▶ What this task involves:
Reproduce every line of the records below verbatim, omitting the pictures.

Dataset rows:
···
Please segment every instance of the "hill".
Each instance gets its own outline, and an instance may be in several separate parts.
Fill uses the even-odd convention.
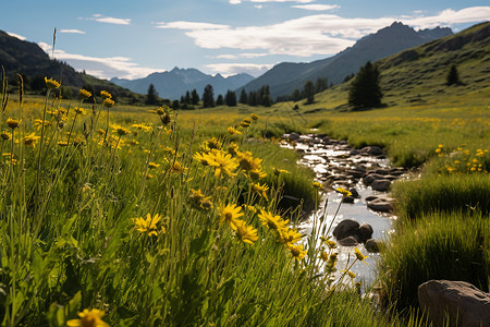
[[[2,31],[0,31],[0,65],[5,69],[10,81],[16,81],[17,73],[23,76],[26,93],[44,93],[45,76],[58,81],[61,76],[64,98],[77,97],[78,89],[83,87],[95,93],[106,89],[118,99],[126,98],[130,102],[143,99],[142,96],[109,81],[76,72],[64,62],[51,60],[38,45],[21,40]],[[12,82],[10,84],[13,85]]]
[[[152,73],[144,78],[112,78],[111,82],[140,94],[146,94],[149,85],[154,84],[161,97],[179,99],[187,90],[196,89],[198,94],[201,94],[207,84],[212,85],[217,96],[224,95],[226,90],[236,89],[253,80],[254,77],[248,74],[237,74],[225,78],[220,74],[211,76],[196,69],[174,68],[170,72]]]
[[[452,31],[446,27],[416,32],[395,22],[376,34],[365,36],[334,57],[310,63],[280,63],[244,88],[247,92],[256,90],[268,84],[271,96],[275,98],[291,95],[296,88],[303,89],[308,80],[315,82],[319,77],[327,77],[329,83],[338,84],[345,76],[356,73],[367,61],[376,61],[448,35],[452,35]]]
[[[434,106],[464,101],[465,97],[490,96],[490,22],[455,35],[401,51],[376,62],[381,72],[383,102],[388,106]],[[456,65],[461,85],[446,86],[451,65]],[[346,109],[350,82],[316,95],[327,109]]]

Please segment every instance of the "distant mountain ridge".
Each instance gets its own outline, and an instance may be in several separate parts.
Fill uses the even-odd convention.
[[[146,94],[149,85],[154,84],[160,97],[180,99],[187,90],[196,89],[201,95],[208,84],[212,85],[215,96],[218,96],[219,94],[224,95],[229,89],[236,89],[253,80],[253,76],[244,73],[223,77],[221,74],[208,75],[196,69],[174,68],[170,72],[152,73],[144,78],[114,77],[111,82],[140,94]]]
[[[333,57],[309,63],[280,63],[243,88],[250,92],[267,84],[271,96],[275,98],[291,95],[296,88],[303,89],[308,80],[315,82],[319,77],[327,77],[329,84],[338,84],[345,76],[356,73],[367,61],[376,61],[452,34],[449,27],[416,32],[394,22],[391,26],[360,38],[353,47]]]

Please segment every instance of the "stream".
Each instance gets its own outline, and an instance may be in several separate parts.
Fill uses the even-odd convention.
···
▶ Solution for this problem:
Please segment every instance of the "hill".
Each instance gets its own outline, and an instance may be in several separate parts.
Fill uses the even-odd convention.
[[[2,31],[0,31],[0,65],[5,69],[10,81],[16,81],[17,73],[23,76],[26,93],[44,93],[45,76],[58,81],[61,76],[64,98],[77,97],[78,89],[83,87],[95,93],[106,89],[118,99],[126,98],[130,102],[143,99],[142,96],[109,81],[76,72],[64,62],[51,60],[38,45],[21,40]],[[12,82],[10,84],[13,85]]]
[[[152,73],[144,78],[112,78],[111,82],[140,94],[146,94],[149,85],[154,84],[161,97],[179,99],[187,90],[196,89],[198,94],[201,94],[207,84],[212,85],[217,96],[224,95],[226,90],[236,89],[253,80],[254,77],[248,74],[237,74],[225,78],[220,74],[211,76],[196,69],[174,68],[170,72]]]
[[[452,31],[446,27],[416,32],[395,22],[376,34],[365,36],[334,57],[310,63],[280,63],[244,88],[247,92],[256,90],[268,84],[271,96],[275,98],[291,95],[296,88],[303,89],[308,80],[315,82],[319,77],[327,77],[329,83],[338,84],[345,76],[356,73],[367,61],[376,61],[448,35],[452,35]]]
[[[434,106],[464,101],[465,97],[490,96],[490,22],[455,35],[401,51],[376,62],[381,72],[383,102],[388,106]],[[456,65],[461,85],[446,86],[451,65]],[[346,109],[350,82],[316,95],[327,109]]]

Please segment every instance of the "distant mountain ridge".
Each instance gets its own outline, and an instance may be in several separate parts.
Fill uses the even-odd convention.
[[[146,94],[149,85],[154,84],[160,97],[180,99],[187,90],[196,89],[201,95],[208,84],[212,85],[215,96],[218,96],[219,94],[224,95],[229,89],[236,89],[253,80],[253,76],[244,73],[223,77],[221,74],[208,75],[196,69],[174,68],[170,72],[152,73],[144,78],[114,77],[111,82],[140,94]]]
[[[333,57],[309,63],[280,63],[243,88],[250,92],[267,84],[271,96],[275,98],[291,95],[296,88],[303,89],[308,80],[315,82],[319,77],[327,77],[329,84],[338,84],[345,76],[356,73],[367,61],[376,61],[452,34],[449,27],[416,32],[394,22],[391,26],[360,38],[353,47]]]

Please segment every instance of the "stream".
Each instance gets its own outline, and an instance may be in several separate parts.
Fill uses the even-odd convention.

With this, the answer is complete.